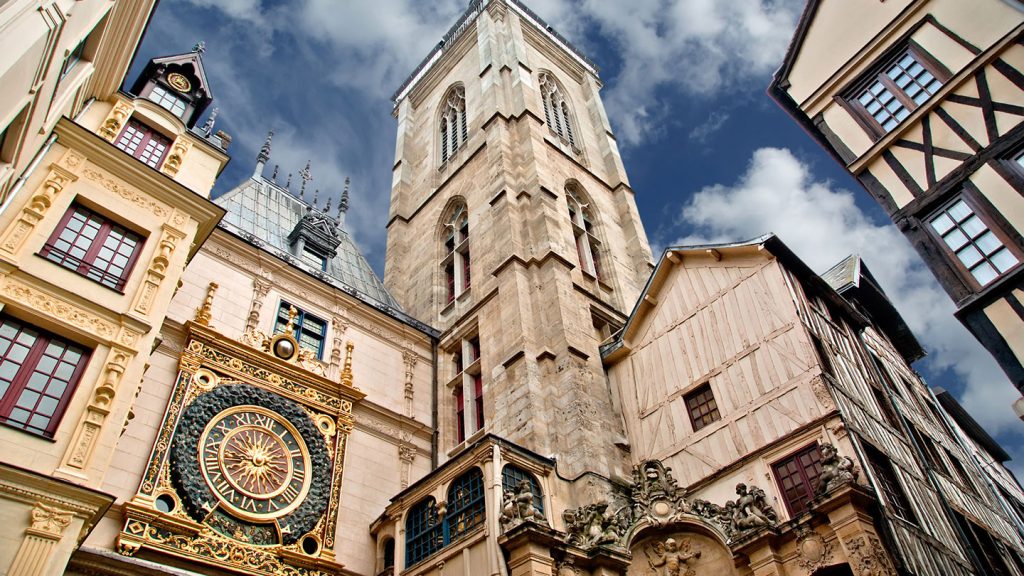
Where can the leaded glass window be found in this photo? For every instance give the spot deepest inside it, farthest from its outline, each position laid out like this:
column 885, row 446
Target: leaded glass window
column 38, row 374
column 309, row 330
column 512, row 476
column 973, row 244
column 454, row 130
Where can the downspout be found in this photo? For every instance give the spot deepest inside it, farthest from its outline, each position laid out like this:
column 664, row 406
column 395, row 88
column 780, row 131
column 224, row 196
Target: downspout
column 38, row 158
column 435, row 434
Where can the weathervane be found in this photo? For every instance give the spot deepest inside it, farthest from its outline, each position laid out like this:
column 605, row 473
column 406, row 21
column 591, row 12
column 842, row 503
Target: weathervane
column 306, row 178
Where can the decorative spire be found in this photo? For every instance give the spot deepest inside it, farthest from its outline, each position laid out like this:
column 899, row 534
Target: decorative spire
column 292, row 315
column 263, row 156
column 306, row 178
column 343, row 204
column 208, row 127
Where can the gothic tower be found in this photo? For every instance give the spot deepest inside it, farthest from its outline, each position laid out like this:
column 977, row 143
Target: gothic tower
column 514, row 230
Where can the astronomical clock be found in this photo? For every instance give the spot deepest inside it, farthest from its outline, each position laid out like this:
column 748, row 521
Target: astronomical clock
column 246, row 470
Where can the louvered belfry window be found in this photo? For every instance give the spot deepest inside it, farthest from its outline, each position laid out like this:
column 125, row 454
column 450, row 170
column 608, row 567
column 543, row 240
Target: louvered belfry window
column 454, row 130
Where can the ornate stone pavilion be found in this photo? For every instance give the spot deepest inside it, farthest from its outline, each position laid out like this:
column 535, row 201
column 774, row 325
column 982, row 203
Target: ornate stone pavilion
column 224, row 386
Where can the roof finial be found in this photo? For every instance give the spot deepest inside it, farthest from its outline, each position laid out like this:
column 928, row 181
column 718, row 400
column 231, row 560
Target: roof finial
column 343, row 204
column 263, row 156
column 208, row 127
column 306, row 178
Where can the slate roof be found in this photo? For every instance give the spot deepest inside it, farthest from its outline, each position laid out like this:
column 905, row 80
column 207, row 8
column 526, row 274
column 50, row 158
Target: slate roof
column 264, row 213
column 855, row 283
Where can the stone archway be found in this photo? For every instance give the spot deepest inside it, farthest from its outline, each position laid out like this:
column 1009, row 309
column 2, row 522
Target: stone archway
column 682, row 549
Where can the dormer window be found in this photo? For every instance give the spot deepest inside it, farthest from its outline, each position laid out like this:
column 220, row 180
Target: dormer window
column 143, row 142
column 168, row 99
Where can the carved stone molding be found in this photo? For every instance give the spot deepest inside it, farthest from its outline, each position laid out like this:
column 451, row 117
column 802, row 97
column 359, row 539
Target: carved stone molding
column 98, row 408
column 127, row 192
column 67, row 313
column 261, row 287
column 157, row 271
column 814, row 551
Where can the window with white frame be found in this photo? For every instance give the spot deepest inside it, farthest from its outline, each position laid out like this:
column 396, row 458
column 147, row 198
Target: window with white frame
column 467, row 388
column 307, row 329
column 556, row 110
column 890, row 93
column 975, row 247
column 457, row 260
column 588, row 246
column 454, row 131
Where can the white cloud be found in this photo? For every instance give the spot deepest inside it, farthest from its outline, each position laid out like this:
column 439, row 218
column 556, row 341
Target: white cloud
column 823, row 224
column 690, row 47
column 714, row 123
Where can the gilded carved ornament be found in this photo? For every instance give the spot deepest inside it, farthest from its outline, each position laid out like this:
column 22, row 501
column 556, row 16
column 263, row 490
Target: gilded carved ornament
column 655, row 500
column 49, row 522
column 37, row 207
column 205, row 312
column 96, row 411
column 116, row 120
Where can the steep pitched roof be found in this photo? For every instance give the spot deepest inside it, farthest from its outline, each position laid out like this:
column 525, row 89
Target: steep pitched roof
column 264, row 214
column 769, row 242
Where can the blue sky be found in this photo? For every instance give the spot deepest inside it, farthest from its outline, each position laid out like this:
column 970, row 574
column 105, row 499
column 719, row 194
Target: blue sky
column 710, row 156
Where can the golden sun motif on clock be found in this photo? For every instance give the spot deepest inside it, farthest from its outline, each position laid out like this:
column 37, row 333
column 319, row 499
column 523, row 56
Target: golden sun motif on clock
column 255, row 462
column 178, row 82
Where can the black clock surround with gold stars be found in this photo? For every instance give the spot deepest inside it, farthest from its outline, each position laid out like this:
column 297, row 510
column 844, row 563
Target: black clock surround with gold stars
column 251, row 464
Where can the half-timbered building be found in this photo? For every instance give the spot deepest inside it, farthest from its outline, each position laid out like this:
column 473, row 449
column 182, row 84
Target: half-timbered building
column 224, row 386
column 923, row 103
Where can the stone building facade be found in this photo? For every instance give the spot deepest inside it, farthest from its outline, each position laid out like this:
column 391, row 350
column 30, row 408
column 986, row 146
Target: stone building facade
column 921, row 101
column 228, row 387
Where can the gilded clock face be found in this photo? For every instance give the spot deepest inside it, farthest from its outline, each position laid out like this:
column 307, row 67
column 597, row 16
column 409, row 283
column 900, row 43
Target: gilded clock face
column 251, row 464
column 256, row 462
column 178, row 82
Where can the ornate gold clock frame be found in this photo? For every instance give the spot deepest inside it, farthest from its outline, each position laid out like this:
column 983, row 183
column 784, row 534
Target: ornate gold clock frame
column 246, row 470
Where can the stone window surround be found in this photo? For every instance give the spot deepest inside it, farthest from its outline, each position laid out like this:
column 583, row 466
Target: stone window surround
column 980, row 210
column 86, row 265
column 28, row 367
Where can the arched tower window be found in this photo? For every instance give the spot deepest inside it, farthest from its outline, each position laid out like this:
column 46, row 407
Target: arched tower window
column 584, row 231
column 424, row 534
column 465, row 503
column 456, row 262
column 556, row 110
column 453, row 122
column 512, row 476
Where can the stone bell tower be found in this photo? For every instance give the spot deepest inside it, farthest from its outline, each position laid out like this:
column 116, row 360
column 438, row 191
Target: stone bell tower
column 513, row 229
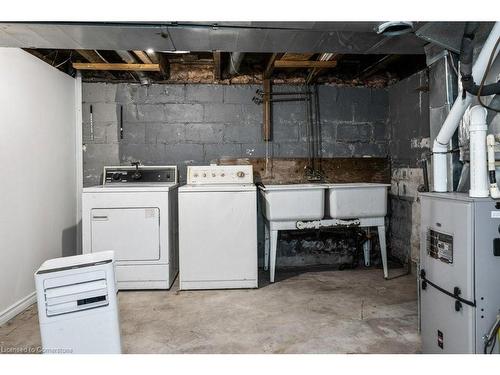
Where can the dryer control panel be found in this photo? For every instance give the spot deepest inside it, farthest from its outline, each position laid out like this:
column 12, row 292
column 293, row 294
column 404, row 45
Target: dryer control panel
column 220, row 174
column 140, row 174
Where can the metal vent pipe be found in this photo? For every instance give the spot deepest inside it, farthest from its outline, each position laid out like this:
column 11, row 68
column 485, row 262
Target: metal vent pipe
column 440, row 147
column 129, row 59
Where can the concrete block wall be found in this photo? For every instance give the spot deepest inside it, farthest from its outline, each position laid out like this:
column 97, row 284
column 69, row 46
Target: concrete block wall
column 196, row 124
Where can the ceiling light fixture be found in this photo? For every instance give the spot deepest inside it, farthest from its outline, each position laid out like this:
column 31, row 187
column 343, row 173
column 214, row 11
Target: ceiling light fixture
column 392, row 28
column 176, row 52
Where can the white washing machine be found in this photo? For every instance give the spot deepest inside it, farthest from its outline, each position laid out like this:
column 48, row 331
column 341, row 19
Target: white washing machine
column 77, row 305
column 218, row 228
column 134, row 214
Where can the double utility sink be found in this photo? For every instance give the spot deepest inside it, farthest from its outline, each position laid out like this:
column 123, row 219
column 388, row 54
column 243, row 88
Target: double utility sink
column 294, row 202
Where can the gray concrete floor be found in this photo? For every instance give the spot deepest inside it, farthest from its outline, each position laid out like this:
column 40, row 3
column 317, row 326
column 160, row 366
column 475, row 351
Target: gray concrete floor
column 354, row 311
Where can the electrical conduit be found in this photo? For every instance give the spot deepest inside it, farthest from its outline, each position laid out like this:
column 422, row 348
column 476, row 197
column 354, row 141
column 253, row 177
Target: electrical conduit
column 478, row 173
column 494, row 192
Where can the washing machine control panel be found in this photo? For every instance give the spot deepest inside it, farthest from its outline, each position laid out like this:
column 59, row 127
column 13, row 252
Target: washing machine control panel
column 220, row 174
column 140, row 174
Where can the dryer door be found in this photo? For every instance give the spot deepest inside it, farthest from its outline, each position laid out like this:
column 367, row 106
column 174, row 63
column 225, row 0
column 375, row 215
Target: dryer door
column 132, row 233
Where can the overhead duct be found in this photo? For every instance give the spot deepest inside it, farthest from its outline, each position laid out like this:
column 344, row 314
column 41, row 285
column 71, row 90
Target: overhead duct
column 440, row 147
column 129, row 59
column 235, row 60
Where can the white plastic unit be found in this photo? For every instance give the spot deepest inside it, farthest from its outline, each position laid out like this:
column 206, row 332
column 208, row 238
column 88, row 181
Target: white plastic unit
column 357, row 200
column 302, row 206
column 440, row 146
column 77, row 305
column 218, row 231
column 479, row 186
column 138, row 221
column 293, row 202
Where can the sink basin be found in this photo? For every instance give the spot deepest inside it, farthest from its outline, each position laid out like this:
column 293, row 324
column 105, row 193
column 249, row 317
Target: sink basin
column 293, row 202
column 357, row 200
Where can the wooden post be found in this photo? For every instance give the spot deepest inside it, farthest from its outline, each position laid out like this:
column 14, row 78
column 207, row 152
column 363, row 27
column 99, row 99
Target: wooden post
column 266, row 105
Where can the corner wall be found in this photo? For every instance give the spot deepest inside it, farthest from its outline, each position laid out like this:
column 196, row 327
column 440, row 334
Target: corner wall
column 409, row 142
column 37, row 193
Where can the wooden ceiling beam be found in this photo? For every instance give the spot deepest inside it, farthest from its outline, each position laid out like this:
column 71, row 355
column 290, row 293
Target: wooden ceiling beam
column 118, row 67
column 304, row 64
column 91, row 55
column 217, row 65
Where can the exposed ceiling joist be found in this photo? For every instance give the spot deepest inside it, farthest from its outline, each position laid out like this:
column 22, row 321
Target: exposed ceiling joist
column 270, row 65
column 313, row 74
column 118, row 67
column 378, row 65
column 91, row 56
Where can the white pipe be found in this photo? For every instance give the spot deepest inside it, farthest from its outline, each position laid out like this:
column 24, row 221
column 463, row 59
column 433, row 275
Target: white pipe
column 442, row 140
column 478, row 170
column 494, row 192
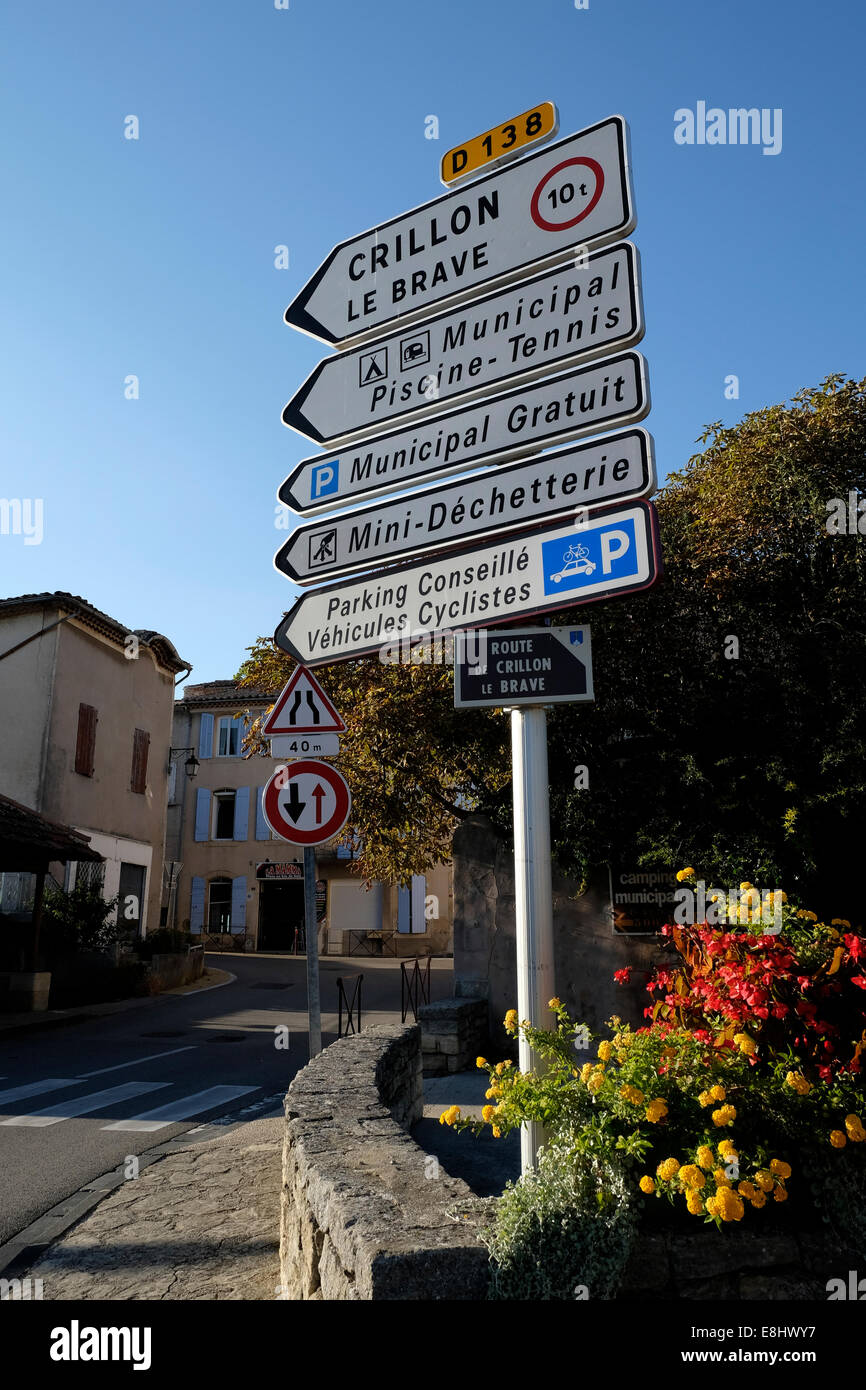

The exercise → Retype the records from the line with "Where can the half-timbered" to the line with "column 228, row 387", both included, without changing anything in them.

Reply →
Where can the half-timbered building be found in this photo? For every instance give the spot deepest inside it, farthest from its outline, each position laid out like this:
column 473, row 449
column 182, row 84
Target: half-timbered building
column 224, row 386
column 923, row 103
Where can the stone building facade be found in this photo? For every instance give the spot deepest inside it, farthest from its outline, each position laid out like this:
column 391, row 350
column 30, row 408
column 986, row 146
Target: stone building facade
column 921, row 101
column 228, row 387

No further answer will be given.